# Given text:
******

Author Arm N Y Posted May 10, 2013 Author Posted May 10, 2013 Thank you bro, everyday seems like a battle. Every time i seem to feel better something else pops in and I go back to square one. I promised myself that i would go miss work today and yet again i didn't. I know i need to be stronger than this. Thank you for the encouragement, and i will not give up.
NewPerspective93 Posted May 18, 2013 Posted May 18, 2013 Hang in there; hanging on to the past isn't going to help you. If anything it will be detrimental to your being. Realizing that there is nothing you can do will make the moving on a bit easier. Just remember that you tried your best, and that's all that matters. There will be someone out there that will appreciate your efforts. Your time together was long, but just take it as a lesson and move on. You did learn about yourself didn't you? During the relationship and the aftermath, right? I'm sure you did, so just look at how you've changed and matured, for the better. Cheers.
2266CA Posted May 18, 2013 Posted May 18, 2013 I'm going through something very similar dude! We both made a huge mistake and I am having a hard time as well. I am still trying with my girl, but I may reach the point you're at. It sucks, but believe me you can find someone else out there! There are always other people. She may come back one day, you never know, but in the meantime you must improve yourself. Focus on YOU! Improve your life and she may see that and come back, but don't do it for that reason. Do it in order to just become a better person. I wish you the best of luck man. You're not alone!

******

# Provided material:
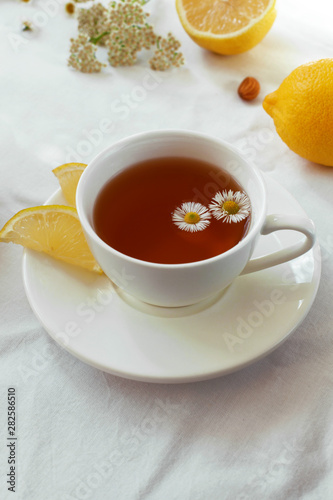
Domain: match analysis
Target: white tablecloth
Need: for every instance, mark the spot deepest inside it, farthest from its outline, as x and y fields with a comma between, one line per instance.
x=264, y=432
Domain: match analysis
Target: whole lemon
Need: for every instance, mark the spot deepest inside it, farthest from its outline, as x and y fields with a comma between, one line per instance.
x=302, y=110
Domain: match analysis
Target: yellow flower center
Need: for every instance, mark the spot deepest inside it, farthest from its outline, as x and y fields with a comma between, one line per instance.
x=192, y=218
x=231, y=207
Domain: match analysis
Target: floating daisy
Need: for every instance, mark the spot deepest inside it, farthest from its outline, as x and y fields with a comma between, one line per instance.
x=230, y=206
x=191, y=217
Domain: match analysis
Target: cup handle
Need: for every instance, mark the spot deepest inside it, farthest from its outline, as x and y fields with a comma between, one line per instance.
x=276, y=223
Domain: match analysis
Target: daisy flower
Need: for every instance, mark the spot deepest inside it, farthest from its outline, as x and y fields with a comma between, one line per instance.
x=191, y=217
x=230, y=206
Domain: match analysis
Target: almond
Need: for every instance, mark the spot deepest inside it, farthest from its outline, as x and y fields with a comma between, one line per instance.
x=249, y=88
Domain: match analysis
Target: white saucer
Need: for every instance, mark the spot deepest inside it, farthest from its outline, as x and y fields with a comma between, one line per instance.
x=90, y=318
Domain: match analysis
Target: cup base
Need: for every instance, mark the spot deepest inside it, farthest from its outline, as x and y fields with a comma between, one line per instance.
x=169, y=312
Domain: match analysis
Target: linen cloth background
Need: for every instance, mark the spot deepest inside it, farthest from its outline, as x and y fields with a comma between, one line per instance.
x=263, y=432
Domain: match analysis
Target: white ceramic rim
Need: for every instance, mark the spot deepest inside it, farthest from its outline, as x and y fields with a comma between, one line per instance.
x=84, y=180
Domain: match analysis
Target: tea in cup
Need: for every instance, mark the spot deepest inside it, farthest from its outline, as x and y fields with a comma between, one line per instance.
x=180, y=213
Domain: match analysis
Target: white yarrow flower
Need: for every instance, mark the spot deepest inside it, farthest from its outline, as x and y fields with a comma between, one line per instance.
x=230, y=206
x=191, y=217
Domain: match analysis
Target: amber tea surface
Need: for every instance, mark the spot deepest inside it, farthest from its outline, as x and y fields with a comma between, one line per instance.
x=134, y=211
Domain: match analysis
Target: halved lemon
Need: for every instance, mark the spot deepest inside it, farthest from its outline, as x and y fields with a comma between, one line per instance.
x=68, y=176
x=52, y=229
x=226, y=26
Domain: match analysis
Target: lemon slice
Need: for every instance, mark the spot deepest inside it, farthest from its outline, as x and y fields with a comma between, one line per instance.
x=226, y=26
x=68, y=176
x=52, y=229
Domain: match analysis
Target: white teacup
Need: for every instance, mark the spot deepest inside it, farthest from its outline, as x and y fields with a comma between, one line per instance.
x=172, y=285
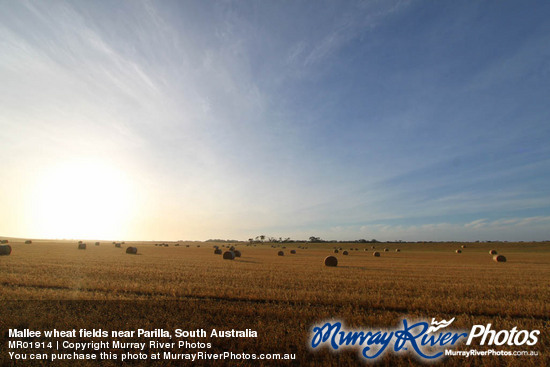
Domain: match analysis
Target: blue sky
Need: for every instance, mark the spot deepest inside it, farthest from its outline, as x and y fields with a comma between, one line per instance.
x=410, y=120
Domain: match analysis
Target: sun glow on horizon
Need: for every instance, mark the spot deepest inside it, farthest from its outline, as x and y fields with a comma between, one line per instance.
x=86, y=199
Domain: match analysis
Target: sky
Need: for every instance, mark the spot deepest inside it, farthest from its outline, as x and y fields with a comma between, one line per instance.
x=168, y=120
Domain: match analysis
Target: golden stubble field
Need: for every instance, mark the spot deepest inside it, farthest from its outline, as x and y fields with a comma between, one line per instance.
x=47, y=285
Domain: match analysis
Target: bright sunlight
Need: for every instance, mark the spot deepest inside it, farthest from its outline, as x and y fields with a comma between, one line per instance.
x=82, y=199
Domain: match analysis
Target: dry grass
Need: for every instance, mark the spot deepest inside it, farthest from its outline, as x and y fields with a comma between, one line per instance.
x=423, y=280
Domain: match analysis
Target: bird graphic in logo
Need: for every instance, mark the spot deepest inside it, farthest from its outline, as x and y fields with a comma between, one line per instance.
x=439, y=325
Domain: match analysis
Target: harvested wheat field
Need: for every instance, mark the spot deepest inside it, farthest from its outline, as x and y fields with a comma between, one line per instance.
x=54, y=285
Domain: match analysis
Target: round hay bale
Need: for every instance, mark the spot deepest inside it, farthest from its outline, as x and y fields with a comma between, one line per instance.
x=229, y=255
x=499, y=258
x=331, y=260
x=131, y=250
x=5, y=250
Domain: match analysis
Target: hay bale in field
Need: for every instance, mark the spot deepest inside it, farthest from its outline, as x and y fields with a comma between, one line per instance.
x=131, y=250
x=499, y=259
x=229, y=255
x=5, y=250
x=331, y=260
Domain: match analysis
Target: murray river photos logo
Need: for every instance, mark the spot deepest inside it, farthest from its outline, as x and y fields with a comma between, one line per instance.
x=427, y=341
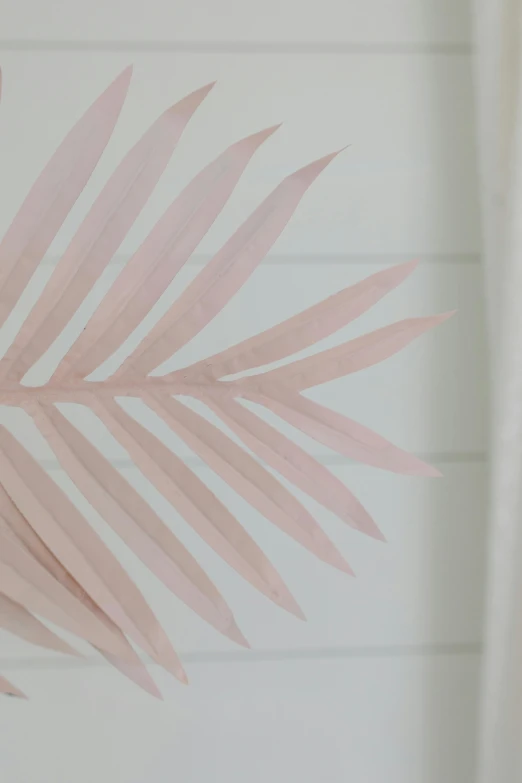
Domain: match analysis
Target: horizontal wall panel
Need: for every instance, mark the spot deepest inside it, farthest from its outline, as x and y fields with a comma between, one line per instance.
x=431, y=397
x=406, y=183
x=399, y=21
x=423, y=587
x=401, y=721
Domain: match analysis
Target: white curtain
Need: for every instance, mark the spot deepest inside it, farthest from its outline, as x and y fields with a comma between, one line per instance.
x=498, y=80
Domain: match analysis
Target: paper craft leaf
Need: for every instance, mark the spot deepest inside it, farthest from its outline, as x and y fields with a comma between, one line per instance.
x=53, y=565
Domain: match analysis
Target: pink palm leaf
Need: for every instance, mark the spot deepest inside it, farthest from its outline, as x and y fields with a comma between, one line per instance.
x=52, y=563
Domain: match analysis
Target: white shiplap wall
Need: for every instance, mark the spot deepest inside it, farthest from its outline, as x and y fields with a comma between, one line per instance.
x=380, y=684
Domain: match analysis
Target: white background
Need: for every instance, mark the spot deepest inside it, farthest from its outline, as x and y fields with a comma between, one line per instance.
x=380, y=685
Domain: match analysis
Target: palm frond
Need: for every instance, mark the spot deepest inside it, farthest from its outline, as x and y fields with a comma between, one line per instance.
x=53, y=564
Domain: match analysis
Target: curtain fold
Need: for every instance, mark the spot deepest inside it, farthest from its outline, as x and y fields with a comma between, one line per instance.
x=498, y=82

******

# Task item:
Print the part of the forum thread starting with "NewPerspective93 Posted May" and going on through "the better. Cheers.", copying it word for word.

# Solved problem:
NewPerspective93 Posted May 18, 2013 Posted May 18, 2013 Hang in there; hanging on to the past isn't going to help you. If anything it will be detrimental to your being. Realizing that there is nothing you can do will make the moving on a bit easier. Just remember that you tried your best, and that's all that matters. There will be someone out there that will appreciate your efforts. Your time together was long, but just take it as a lesson and move on. You did learn about yourself didn't you? During the relationship and the aftermath, right? I'm sure you did, so just look at how you've changed and matured, for the better. Cheers.